Regardless of our profession, we often ask ourselves — what we need to develop to be better, primarily if we work in software development and the IT-sphere. And a few weeks ago, we just asked the same question inside one of the software development teams in our company. And one of the answers was — soft skills. So we tried to understand which of them are necessary and collect basic info from different sources. Our goal was to create a basis for each essential skill and have a few useful links and advice for developing this direction. Let’s start with communications because communications are everywhere.

Communication Skills

Effective communication can make a significant difference between an average software engineer and a highly performing rockstar. Programming isn’t just about talking with servers, clients, API-s, and IDE. Being on the same page as your teammates and colleagues do matter. Communications can be incredibly challenging when you add in the remote work factor as we have today. Communication can include asking people how they want to be spoken to and explaining your own boundaries, provide and receive feedback. Always keep in mind that communication is a two-way road, so if summarize it in short words:

  • Listen — before you start giving your perspective on the development process, listen to your teammates, and try to get on the same page — it’s key to finding the best solution. When you listen, you are getting an unfair advantage compared to those who only talk. You get to learn things, expand your horizons, and broaden your worldview. It also helps you rank tasks and requirements.
  • Don’t Interrupt — interrupting usually happens when a software engineer knows something that he feels can’t wait until others are finished talking. Just wait. It’s important to wait until the other person is finished talking.
  • Speak Clearly — do it with confidence, clarity, conviction, your ability to communicate is a handy tool. So, use it!

Ask and Respond to Questions

Knowing how to ask the right questions in the right way is one of the critical skills in software engineering workflow. A well-structured question will return a useful and direct answer. Even more — sometimes a good question already contains half of the answer. If you don’t communicate with other people, you will be left alone with complex and maybe even impossible tasks sooner or later. It’s related to all your potential communications — teammates, customers, engineers from other teams, etc. No matter how professional you feel, there will always be a problem that you can’t solve alone. It’s ok to miss some knowledge. It’s ok to ask for help. It’s ok when somebody asks for your help. It’s ok to be wrong. It’s ok, so don’t hesitate to do it! Teamwork makes it easier to deal with complexities.

Useful links and how to push skill forward:

Provide and Receive Feedback

Feedback is one of the few tools that allows you to convey your own expectations to colleagues and help shape growth points. Feedback from other people, in turn, provides material and information for reflection. A great software engineer should support colleagues’ ideas, back up their arguments, give positive or constructive feedback — and take it. No one enjoys being criticized, but it’s an inevitability for all of us. Accepting constructive criticism is a character facet that goes a long way in the IT sphere like software development, where broad and deep knowledge is required. Accepting constructive criticism is key to growth for all employees and the internal processes inside the team and the whole company.

- _MATERIAL_
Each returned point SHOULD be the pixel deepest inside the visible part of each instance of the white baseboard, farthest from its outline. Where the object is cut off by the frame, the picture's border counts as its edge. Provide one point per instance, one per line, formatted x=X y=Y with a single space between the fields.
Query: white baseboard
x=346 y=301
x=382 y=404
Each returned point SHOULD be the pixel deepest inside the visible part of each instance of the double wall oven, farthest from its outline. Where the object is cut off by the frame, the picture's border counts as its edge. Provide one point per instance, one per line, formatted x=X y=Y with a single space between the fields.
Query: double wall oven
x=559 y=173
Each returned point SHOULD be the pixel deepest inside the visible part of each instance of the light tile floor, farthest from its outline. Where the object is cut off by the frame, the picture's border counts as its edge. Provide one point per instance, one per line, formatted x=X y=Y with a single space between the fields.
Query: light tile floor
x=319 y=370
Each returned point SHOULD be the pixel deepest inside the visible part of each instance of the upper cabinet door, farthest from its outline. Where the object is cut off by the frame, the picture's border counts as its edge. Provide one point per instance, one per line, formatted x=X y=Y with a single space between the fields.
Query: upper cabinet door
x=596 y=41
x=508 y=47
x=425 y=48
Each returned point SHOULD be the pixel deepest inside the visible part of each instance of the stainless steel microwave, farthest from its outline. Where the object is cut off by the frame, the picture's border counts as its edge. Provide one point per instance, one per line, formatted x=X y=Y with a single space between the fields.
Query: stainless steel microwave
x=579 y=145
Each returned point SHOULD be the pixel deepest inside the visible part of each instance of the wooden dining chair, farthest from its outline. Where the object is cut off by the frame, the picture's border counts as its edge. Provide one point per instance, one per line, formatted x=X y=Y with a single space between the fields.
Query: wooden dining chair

- _SHORT PROBLEM_
Could you copy, word for word, the part of the soft skills excerpt that begins with the words containing "Regardless of our" and ends with "communications are everywhere."?

- _THE COMPLETED TASK_
Regardless of our profession, we often ask ourselves — what we need to develop to be better, primarily if we work in software development and the IT-sphere. And a few weeks ago, we just asked the same question inside one of the software development teams in our company. And one of the answers was — soft skills. So we tried to understand which of them are necessary and collect basic info from different sources. Our goal was to create a basis for each essential skill and have a few useful links and advice for developing this direction. Let’s start with communications because communications are everywhere.